W/D: Doug Sadler; with Don Harvey, Bodine Alexander, Sarah Stusek, Jane Beard. (95 min., video)

Riders, the debut effort of writer/director Doug Sadler, tells the story of Alex Stone, a teenage girl who, with her younger sister in tow, flees the girls' broken home and her mom's threatening new boyfriend in search of their father. The film, shot in a crisp DV palette of cool blues, is populated by complex and often ambiguous characters, and Sadler directs them along their slow and inevitable trajectories with unhurried grace. -- Will Robinson Sheff

(10/13, 9:45pm, Driskill; 10/17, 9:30pm, Driskill)


WAY OFF BROADWAY

W/D: Dan Kay; with Brad Beyer, Morena Baccarin, Michael Parducci, Jordan Gelber, Forbes March. (84 min., 35mm)

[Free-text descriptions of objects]

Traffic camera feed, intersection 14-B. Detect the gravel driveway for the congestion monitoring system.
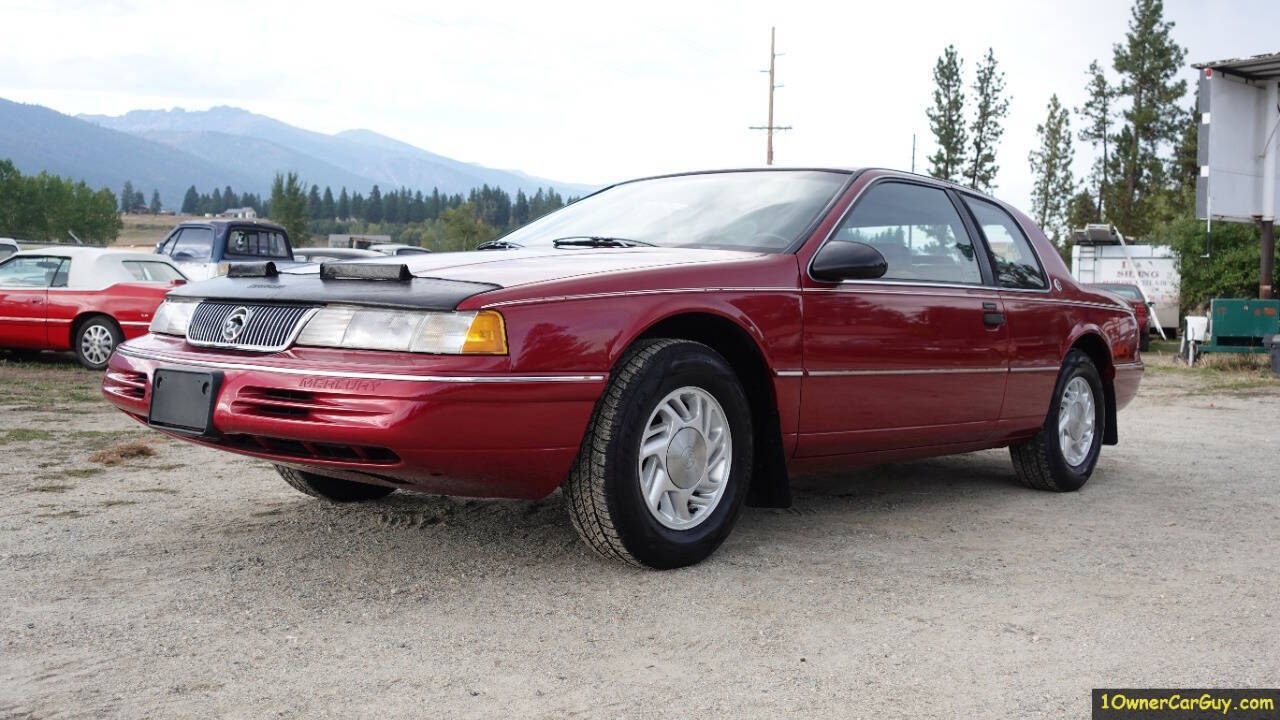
[0,359,1280,719]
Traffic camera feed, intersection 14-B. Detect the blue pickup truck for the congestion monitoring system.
[156,219,294,281]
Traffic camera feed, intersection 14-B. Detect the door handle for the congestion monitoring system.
[982,302,1005,328]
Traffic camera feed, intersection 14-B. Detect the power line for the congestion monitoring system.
[750,27,791,165]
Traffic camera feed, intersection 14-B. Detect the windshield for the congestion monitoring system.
[502,170,849,252]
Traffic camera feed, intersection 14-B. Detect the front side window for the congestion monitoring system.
[169,228,214,263]
[227,228,289,258]
[0,255,68,287]
[120,260,186,283]
[835,182,982,284]
[502,170,849,252]
[965,197,1048,290]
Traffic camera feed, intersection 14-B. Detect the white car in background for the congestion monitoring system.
[369,242,430,255]
[0,246,187,370]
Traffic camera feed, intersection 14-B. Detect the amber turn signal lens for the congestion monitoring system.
[462,310,507,355]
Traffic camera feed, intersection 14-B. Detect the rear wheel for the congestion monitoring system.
[564,340,753,569]
[72,315,124,370]
[275,465,396,502]
[1009,350,1106,492]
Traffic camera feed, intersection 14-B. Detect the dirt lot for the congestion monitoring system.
[0,348,1280,719]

• [ACTIVITIES]
**1)** In the film festival listing, what is the name of the teenage girl whose story Riders tells?
**2)** Continue the film festival listing from the point where it stops.

• [PER-TASK OUTPUTS]
**1)** Alex Stone.

**2)**
For a group of recent college grads, "way off Broadway" is almost as good as the Great White Way, especially when the alternative is writing soulless ad copy or sleeping with skeezy directors to land a bit part. There's a lot of talking here -- they're actors and writers and directors: What else to do but emote? -- but the real charm here is the subtle, lovely depiction of New York. Sure, it's hell being broke, out of work, and lovelorn, but writer/director Dan Kay makes it look so awfully romantic. -- K.J.

(10/11, 9:40pm, Arbor 2; 10/14, 7:15pm, Arbor 2)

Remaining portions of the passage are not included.